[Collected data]
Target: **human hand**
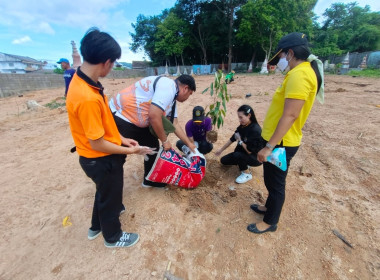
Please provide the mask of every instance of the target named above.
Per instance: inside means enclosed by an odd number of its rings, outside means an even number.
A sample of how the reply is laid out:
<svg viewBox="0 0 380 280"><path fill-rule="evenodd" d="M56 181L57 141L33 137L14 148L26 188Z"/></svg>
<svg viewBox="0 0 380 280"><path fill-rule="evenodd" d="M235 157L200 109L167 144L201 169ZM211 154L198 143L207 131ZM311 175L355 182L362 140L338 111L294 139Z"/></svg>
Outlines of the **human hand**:
<svg viewBox="0 0 380 280"><path fill-rule="evenodd" d="M157 154L156 148L150 148L147 146L135 146L136 154L138 155L154 155Z"/></svg>
<svg viewBox="0 0 380 280"><path fill-rule="evenodd" d="M235 139L236 139L236 141L241 141L241 136L240 136L240 133L239 132L236 132L235 134L234 134L234 136L235 136Z"/></svg>
<svg viewBox="0 0 380 280"><path fill-rule="evenodd" d="M168 151L172 148L172 144L170 143L169 140L166 140L165 142L162 143L162 147L164 147L165 151Z"/></svg>
<svg viewBox="0 0 380 280"><path fill-rule="evenodd" d="M126 147L134 147L139 145L139 143L136 140L124 137L121 138L121 143Z"/></svg>
<svg viewBox="0 0 380 280"><path fill-rule="evenodd" d="M262 148L258 153L257 153L257 160L261 163L267 162L267 157L272 153L272 150L269 149L268 147Z"/></svg>
<svg viewBox="0 0 380 280"><path fill-rule="evenodd" d="M215 155L218 157L218 156L220 156L221 153L222 153L221 150L217 150L217 151L215 152Z"/></svg>
<svg viewBox="0 0 380 280"><path fill-rule="evenodd" d="M197 146L196 146L194 143L190 143L190 144L188 145L188 147L189 147L189 149L190 149L193 153L195 153L195 149L197 148Z"/></svg>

### [WHAT TO DO]
Could you transcribe the entries above word for word, from the line with "A sample of" down to the line with "157L200 109L167 144L201", keeping both?

### [RESPONSE TO THIS EXERCISE]
A sample of how the reply is laid out:
<svg viewBox="0 0 380 280"><path fill-rule="evenodd" d="M56 181L57 141L33 137L14 148L26 188Z"/></svg>
<svg viewBox="0 0 380 280"><path fill-rule="evenodd" d="M235 157L200 109L167 144L201 169ZM211 154L198 143L207 131ZM311 175L355 182L362 140L338 111L294 139Z"/></svg>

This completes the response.